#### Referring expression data
################

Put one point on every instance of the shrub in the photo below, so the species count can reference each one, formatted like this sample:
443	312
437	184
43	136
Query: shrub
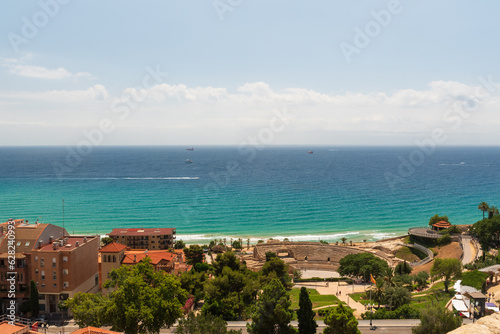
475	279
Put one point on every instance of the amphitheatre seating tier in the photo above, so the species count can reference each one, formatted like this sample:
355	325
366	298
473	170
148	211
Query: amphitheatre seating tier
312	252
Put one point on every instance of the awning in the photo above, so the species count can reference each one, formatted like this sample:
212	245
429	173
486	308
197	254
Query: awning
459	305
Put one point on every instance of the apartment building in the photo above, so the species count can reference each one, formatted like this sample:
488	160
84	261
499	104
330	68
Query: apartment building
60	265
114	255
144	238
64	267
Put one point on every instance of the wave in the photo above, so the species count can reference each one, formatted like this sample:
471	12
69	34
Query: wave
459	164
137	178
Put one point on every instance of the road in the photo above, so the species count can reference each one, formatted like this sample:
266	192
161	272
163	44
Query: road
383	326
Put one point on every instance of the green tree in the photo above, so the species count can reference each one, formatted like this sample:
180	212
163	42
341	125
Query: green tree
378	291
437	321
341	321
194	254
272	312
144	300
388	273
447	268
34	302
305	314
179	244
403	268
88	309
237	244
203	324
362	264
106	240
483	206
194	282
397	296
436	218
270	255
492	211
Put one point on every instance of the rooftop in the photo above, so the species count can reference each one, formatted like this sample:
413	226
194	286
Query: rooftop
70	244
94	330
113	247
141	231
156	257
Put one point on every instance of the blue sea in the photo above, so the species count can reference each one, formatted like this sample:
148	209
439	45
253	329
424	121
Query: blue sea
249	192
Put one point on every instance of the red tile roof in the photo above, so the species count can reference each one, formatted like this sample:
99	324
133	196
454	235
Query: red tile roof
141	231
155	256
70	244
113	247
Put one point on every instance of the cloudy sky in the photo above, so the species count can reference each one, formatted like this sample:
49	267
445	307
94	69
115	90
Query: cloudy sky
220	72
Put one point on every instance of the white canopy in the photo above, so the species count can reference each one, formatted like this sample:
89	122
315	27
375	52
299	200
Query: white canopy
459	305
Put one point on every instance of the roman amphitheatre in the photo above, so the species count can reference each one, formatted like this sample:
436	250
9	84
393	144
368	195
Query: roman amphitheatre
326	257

################

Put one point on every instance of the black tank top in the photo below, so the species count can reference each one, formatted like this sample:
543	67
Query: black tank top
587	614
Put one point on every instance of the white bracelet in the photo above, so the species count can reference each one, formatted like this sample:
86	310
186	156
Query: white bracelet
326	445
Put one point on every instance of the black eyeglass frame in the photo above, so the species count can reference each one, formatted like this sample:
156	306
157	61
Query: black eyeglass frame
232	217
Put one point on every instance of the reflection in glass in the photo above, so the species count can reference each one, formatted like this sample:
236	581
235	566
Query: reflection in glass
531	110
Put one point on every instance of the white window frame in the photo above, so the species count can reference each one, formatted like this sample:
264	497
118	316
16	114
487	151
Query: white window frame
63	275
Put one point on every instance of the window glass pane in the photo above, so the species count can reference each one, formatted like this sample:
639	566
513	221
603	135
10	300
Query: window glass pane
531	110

################

Lines with "below": state how many there are in the records, and nothing more.

#### Exercise output
2